## THE EXERCISE:
Put the lines of the data, from the start through the line containing "x=328, y=164", into a JSON list of strings with one string per line and blank lines omitted. Leave the pictures out.

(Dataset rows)
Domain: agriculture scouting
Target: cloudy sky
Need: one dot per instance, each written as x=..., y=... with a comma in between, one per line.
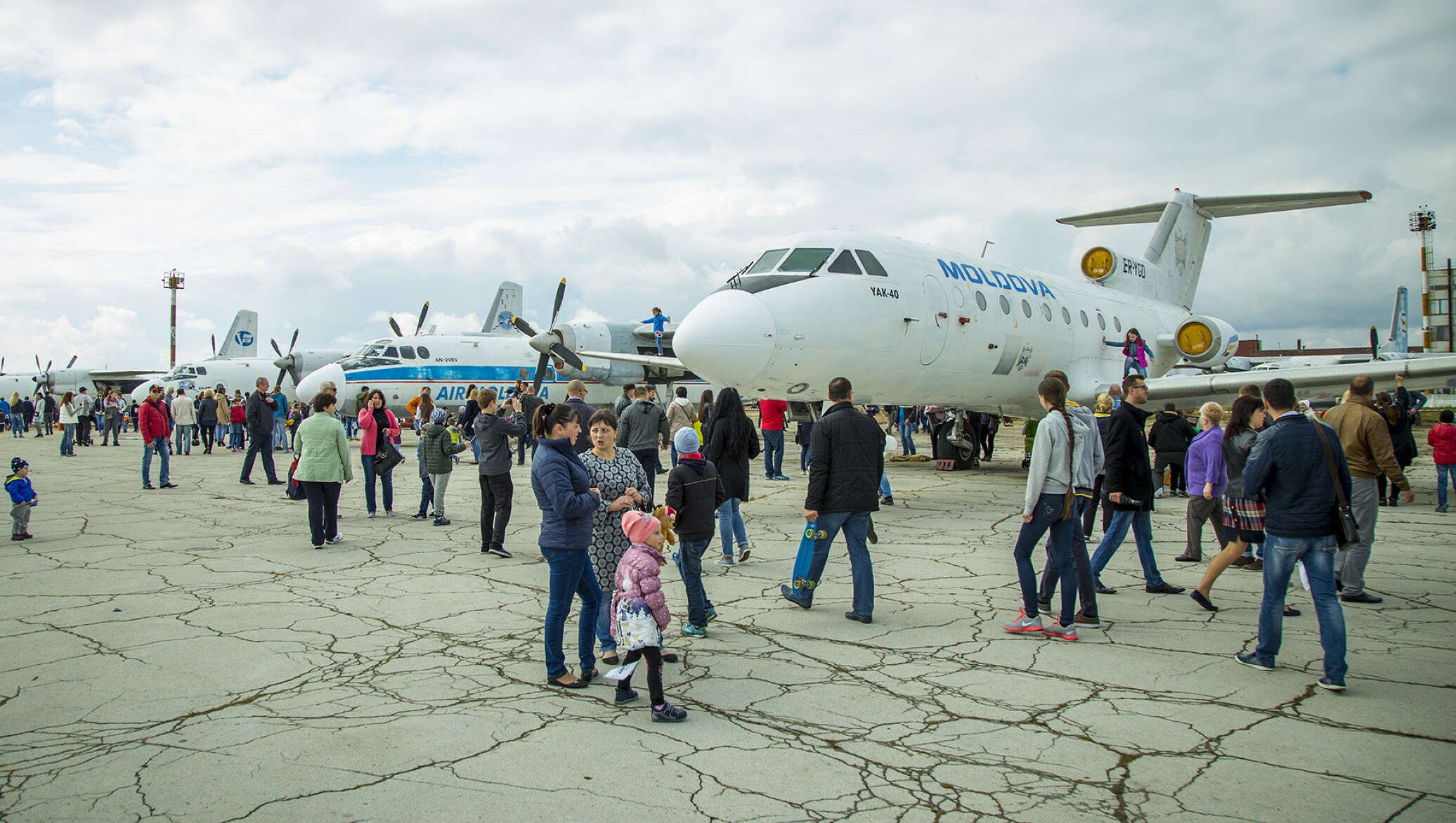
x=328, y=164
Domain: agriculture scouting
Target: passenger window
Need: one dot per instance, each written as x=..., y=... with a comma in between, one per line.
x=805, y=259
x=766, y=261
x=843, y=264
x=871, y=264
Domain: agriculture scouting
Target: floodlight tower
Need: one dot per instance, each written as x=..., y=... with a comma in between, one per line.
x=174, y=280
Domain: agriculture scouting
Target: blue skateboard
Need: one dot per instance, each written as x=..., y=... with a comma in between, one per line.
x=801, y=561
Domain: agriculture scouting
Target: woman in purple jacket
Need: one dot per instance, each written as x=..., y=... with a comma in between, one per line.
x=1207, y=478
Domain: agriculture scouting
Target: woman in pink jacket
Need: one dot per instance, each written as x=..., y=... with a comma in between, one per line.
x=639, y=612
x=379, y=432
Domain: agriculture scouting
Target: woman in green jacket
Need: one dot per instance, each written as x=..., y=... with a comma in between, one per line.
x=324, y=468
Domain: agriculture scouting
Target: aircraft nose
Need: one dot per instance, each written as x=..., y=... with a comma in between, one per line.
x=727, y=339
x=311, y=384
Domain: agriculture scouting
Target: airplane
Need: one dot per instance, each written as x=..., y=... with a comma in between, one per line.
x=238, y=366
x=922, y=325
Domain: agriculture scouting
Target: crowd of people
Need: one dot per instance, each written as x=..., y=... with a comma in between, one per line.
x=1267, y=474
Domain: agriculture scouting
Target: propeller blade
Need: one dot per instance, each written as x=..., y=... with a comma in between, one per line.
x=561, y=294
x=520, y=325
x=540, y=373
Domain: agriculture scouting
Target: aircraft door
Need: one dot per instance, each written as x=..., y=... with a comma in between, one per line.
x=937, y=323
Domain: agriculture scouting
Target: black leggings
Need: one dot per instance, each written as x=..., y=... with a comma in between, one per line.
x=654, y=672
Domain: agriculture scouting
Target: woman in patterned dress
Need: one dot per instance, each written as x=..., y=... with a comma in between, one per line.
x=619, y=475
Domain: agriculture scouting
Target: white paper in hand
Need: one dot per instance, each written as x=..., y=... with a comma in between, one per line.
x=622, y=672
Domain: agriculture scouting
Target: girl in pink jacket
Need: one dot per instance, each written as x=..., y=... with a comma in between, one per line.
x=639, y=612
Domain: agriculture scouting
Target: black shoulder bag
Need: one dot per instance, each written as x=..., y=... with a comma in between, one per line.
x=1344, y=520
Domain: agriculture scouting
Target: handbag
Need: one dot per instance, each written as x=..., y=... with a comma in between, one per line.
x=1344, y=520
x=385, y=464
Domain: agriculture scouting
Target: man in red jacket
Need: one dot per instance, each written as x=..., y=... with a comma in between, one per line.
x=153, y=422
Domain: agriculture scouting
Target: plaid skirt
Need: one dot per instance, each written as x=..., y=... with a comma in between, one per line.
x=1244, y=514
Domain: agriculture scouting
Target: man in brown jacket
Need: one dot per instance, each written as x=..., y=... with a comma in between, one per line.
x=1369, y=452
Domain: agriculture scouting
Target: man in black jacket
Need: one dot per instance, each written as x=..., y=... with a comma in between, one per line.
x=259, y=422
x=1130, y=488
x=846, y=459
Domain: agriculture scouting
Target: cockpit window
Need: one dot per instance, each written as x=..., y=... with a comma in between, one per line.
x=843, y=264
x=871, y=264
x=805, y=259
x=766, y=261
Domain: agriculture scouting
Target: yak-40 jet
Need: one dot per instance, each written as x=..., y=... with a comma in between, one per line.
x=922, y=325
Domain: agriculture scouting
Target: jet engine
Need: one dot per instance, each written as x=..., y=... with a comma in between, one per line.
x=1206, y=342
x=1101, y=264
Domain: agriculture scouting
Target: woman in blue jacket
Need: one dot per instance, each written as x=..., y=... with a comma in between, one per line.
x=568, y=501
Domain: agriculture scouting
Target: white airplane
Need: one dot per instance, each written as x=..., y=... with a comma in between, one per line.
x=506, y=350
x=916, y=324
x=238, y=365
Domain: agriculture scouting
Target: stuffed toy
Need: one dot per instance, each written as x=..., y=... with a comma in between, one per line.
x=665, y=516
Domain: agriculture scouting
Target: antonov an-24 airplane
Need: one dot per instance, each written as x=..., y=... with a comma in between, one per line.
x=918, y=324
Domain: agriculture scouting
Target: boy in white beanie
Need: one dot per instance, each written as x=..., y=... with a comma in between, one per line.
x=695, y=491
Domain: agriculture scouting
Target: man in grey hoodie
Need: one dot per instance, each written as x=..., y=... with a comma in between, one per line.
x=494, y=434
x=642, y=430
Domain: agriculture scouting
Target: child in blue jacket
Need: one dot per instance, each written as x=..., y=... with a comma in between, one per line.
x=22, y=498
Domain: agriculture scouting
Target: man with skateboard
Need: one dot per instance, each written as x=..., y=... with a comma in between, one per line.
x=846, y=459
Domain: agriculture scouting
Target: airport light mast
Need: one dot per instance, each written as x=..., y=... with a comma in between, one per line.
x=174, y=280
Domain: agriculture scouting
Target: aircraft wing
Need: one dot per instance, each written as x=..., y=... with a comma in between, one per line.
x=1424, y=373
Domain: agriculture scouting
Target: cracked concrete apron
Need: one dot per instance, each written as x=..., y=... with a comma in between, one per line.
x=186, y=656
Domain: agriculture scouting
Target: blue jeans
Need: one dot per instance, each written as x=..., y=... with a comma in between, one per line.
x=1318, y=555
x=1142, y=525
x=571, y=576
x=691, y=564
x=730, y=526
x=861, y=571
x=388, y=481
x=906, y=442
x=1046, y=516
x=772, y=453
x=160, y=448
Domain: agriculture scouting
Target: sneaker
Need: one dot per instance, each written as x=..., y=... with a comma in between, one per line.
x=1025, y=624
x=1063, y=633
x=669, y=714
x=1251, y=661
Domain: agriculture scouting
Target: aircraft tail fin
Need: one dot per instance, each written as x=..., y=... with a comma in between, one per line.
x=509, y=304
x=242, y=337
x=1181, y=236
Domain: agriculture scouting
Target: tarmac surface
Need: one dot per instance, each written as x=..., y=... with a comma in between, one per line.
x=186, y=656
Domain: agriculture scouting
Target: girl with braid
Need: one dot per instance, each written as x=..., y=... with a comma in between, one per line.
x=1050, y=505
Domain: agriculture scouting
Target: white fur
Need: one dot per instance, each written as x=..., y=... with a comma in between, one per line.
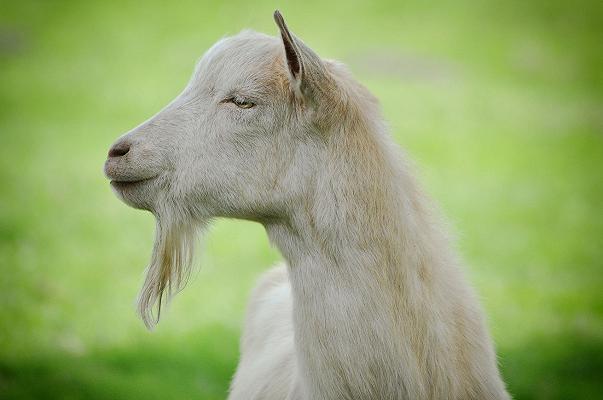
x=372, y=303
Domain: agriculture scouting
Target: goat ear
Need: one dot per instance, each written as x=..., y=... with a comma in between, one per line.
x=292, y=53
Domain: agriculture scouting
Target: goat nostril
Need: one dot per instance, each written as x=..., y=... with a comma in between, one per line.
x=120, y=149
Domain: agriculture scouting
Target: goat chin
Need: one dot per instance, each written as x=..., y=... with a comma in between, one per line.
x=171, y=263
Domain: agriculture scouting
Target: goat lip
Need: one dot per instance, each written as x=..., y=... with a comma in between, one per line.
x=125, y=183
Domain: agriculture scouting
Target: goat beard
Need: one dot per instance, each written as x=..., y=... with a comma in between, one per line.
x=171, y=262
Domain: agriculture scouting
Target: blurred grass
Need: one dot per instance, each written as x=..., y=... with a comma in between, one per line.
x=500, y=104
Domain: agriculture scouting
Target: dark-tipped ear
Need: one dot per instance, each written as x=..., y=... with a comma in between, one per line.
x=293, y=54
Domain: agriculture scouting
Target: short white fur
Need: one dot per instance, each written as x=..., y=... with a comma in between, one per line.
x=372, y=303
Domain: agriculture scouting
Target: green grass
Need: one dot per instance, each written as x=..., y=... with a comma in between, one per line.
x=499, y=103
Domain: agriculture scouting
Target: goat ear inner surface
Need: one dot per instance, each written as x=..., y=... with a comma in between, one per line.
x=292, y=53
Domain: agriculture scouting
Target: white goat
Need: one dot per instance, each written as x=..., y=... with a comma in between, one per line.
x=372, y=303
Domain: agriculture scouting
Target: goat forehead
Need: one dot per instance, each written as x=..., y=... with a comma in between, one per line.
x=244, y=58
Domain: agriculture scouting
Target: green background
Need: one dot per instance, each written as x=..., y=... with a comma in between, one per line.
x=499, y=103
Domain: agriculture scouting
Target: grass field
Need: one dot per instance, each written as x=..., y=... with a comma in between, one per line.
x=499, y=103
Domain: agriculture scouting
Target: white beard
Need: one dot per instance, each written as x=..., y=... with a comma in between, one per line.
x=171, y=262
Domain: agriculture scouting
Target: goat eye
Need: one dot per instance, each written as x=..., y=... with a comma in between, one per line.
x=242, y=103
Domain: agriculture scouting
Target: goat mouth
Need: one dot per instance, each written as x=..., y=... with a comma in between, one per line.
x=122, y=184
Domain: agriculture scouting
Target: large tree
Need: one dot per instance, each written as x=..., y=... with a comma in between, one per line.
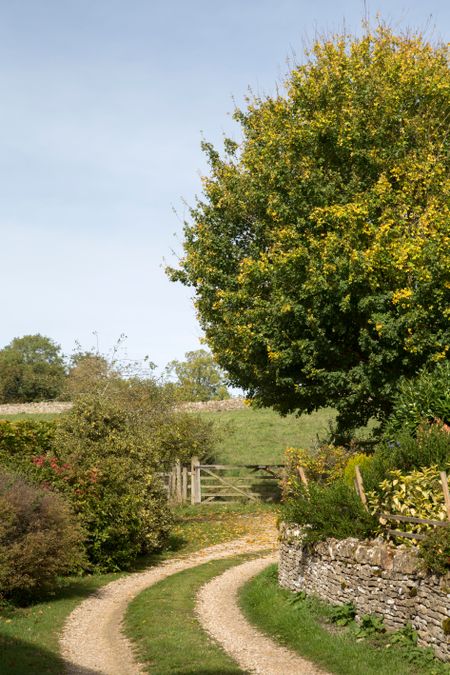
x=31, y=369
x=319, y=253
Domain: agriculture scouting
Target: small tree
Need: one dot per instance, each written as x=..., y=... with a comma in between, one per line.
x=199, y=378
x=31, y=369
x=87, y=369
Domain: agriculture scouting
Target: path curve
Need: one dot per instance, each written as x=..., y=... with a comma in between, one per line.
x=219, y=613
x=92, y=642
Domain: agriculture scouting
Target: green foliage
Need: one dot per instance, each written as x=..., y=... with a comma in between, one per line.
x=25, y=438
x=87, y=370
x=417, y=494
x=31, y=369
x=198, y=378
x=39, y=537
x=324, y=465
x=419, y=399
x=370, y=624
x=109, y=455
x=430, y=446
x=343, y=615
x=319, y=251
x=358, y=459
x=435, y=550
x=332, y=510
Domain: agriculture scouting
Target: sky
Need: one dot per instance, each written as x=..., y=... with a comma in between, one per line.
x=104, y=104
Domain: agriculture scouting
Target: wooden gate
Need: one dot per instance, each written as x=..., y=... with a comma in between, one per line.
x=205, y=483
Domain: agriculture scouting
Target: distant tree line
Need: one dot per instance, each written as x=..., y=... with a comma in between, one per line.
x=33, y=368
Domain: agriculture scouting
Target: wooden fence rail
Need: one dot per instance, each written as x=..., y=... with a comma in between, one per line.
x=384, y=518
x=199, y=483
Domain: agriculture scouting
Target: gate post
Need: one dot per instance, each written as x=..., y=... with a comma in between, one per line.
x=196, y=490
x=179, y=494
x=184, y=485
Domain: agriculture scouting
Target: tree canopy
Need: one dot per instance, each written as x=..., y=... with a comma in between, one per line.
x=319, y=249
x=31, y=369
x=198, y=378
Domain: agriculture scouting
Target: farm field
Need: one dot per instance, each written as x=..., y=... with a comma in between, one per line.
x=260, y=436
x=29, y=416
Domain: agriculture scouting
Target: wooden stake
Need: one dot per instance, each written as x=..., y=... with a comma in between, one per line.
x=302, y=474
x=184, y=482
x=444, y=481
x=196, y=495
x=179, y=493
x=360, y=487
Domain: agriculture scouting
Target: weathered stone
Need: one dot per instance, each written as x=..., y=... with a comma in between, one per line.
x=377, y=577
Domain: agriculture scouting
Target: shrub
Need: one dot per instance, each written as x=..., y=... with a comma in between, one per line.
x=39, y=537
x=324, y=465
x=429, y=446
x=435, y=550
x=25, y=437
x=358, y=459
x=107, y=458
x=417, y=494
x=425, y=397
x=332, y=510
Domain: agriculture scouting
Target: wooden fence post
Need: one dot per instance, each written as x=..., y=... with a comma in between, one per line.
x=302, y=474
x=184, y=485
x=179, y=494
x=173, y=483
x=360, y=487
x=444, y=481
x=196, y=494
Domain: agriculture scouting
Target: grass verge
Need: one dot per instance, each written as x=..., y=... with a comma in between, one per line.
x=167, y=636
x=304, y=625
x=29, y=635
x=30, y=416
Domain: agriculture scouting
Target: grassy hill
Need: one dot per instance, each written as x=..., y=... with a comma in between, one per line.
x=260, y=436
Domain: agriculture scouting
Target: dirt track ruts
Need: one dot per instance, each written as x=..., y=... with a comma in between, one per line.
x=219, y=613
x=92, y=642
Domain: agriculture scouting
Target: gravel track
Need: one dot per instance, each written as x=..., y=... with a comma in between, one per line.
x=219, y=613
x=92, y=642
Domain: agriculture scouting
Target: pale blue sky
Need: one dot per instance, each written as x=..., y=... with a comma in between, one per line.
x=103, y=107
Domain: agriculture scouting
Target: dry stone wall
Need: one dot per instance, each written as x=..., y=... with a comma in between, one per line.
x=377, y=577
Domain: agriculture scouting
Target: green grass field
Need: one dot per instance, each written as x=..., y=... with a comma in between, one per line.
x=167, y=635
x=29, y=416
x=260, y=436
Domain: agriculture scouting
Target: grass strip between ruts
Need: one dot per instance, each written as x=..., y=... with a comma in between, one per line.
x=305, y=628
x=29, y=635
x=167, y=636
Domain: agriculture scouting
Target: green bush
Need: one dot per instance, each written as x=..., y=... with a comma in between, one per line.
x=39, y=537
x=429, y=446
x=108, y=454
x=423, y=398
x=416, y=494
x=332, y=510
x=25, y=437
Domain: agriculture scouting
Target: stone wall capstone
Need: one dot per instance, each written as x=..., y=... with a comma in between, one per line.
x=377, y=577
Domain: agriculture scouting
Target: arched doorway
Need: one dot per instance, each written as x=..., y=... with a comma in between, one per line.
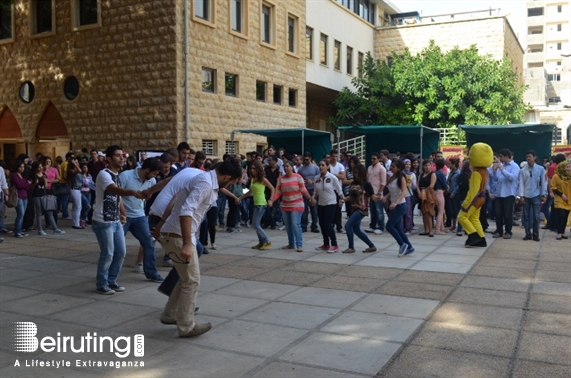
x=51, y=134
x=11, y=141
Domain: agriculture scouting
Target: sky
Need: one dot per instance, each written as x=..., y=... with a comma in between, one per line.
x=515, y=8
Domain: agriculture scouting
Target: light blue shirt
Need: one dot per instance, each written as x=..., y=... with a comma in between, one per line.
x=134, y=207
x=505, y=181
x=532, y=182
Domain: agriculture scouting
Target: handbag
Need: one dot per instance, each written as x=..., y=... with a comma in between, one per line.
x=12, y=199
x=60, y=189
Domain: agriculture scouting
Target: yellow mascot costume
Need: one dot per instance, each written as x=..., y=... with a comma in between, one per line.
x=481, y=157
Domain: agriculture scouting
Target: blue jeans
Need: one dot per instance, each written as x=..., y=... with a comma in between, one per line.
x=308, y=209
x=139, y=227
x=377, y=215
x=292, y=221
x=85, y=205
x=353, y=227
x=20, y=211
x=394, y=224
x=111, y=242
x=531, y=208
x=256, y=222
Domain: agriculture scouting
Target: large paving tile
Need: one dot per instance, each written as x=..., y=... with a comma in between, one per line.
x=532, y=369
x=44, y=304
x=226, y=306
x=103, y=314
x=323, y=297
x=251, y=337
x=199, y=362
x=445, y=267
x=416, y=361
x=259, y=290
x=291, y=315
x=365, y=324
x=348, y=353
x=397, y=306
x=289, y=370
x=491, y=341
x=545, y=348
x=542, y=322
x=478, y=315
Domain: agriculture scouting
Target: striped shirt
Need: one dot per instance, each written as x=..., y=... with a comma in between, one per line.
x=291, y=189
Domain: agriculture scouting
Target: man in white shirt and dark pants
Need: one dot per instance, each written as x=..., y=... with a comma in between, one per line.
x=178, y=239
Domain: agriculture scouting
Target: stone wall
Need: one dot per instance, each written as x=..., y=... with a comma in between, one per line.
x=492, y=35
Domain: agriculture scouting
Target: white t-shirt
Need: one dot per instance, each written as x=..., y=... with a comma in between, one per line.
x=106, y=208
x=174, y=186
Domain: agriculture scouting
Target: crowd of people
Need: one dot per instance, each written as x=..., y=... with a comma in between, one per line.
x=179, y=198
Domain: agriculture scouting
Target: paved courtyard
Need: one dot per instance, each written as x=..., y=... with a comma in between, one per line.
x=445, y=311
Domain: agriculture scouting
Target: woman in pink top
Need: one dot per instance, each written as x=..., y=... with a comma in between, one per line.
x=292, y=190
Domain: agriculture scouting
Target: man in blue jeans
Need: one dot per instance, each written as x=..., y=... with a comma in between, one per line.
x=108, y=215
x=532, y=191
x=140, y=179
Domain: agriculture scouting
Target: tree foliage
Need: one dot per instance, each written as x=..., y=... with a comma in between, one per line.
x=433, y=88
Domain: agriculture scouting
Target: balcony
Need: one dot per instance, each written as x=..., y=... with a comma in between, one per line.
x=535, y=21
x=534, y=57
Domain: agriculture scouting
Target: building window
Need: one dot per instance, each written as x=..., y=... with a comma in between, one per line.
x=42, y=14
x=292, y=101
x=209, y=147
x=323, y=49
x=203, y=9
x=27, y=92
x=231, y=147
x=337, y=55
x=267, y=26
x=278, y=89
x=291, y=34
x=309, y=43
x=554, y=77
x=71, y=88
x=231, y=85
x=261, y=91
x=349, y=60
x=238, y=15
x=6, y=11
x=208, y=80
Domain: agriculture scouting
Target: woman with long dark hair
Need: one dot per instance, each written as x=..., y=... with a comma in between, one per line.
x=327, y=189
x=360, y=193
x=258, y=185
x=397, y=193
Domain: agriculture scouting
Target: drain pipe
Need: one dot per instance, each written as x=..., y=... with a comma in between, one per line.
x=186, y=121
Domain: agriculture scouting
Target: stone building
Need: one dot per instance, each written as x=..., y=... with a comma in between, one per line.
x=91, y=73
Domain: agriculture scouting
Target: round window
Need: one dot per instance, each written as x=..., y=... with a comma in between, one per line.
x=71, y=88
x=27, y=92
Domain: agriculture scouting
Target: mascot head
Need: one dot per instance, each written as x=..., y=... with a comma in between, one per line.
x=481, y=155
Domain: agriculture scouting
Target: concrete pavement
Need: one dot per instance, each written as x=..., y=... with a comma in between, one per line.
x=445, y=311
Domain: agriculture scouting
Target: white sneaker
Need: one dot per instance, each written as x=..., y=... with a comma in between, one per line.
x=139, y=268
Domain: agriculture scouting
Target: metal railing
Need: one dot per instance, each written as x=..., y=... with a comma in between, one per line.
x=355, y=145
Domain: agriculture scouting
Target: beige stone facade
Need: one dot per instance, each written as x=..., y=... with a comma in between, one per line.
x=130, y=67
x=493, y=35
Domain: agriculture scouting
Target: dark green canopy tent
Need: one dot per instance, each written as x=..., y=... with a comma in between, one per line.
x=516, y=138
x=296, y=140
x=413, y=138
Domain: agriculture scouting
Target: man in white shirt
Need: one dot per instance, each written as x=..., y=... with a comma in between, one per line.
x=338, y=170
x=178, y=228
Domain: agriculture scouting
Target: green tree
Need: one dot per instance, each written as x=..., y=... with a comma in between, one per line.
x=435, y=89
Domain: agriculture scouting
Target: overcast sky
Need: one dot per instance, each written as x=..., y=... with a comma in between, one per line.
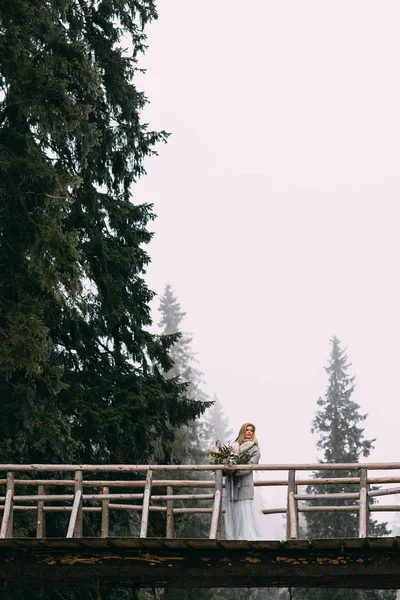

## ANSWER FOR THIS EXERCISE:
[
  "Domain: agriculture scouting",
  "Target: cloudy sky",
  "Need: one dot per instance, each written as x=..., y=... with a comma in between, one per line.",
  "x=328, y=164"
]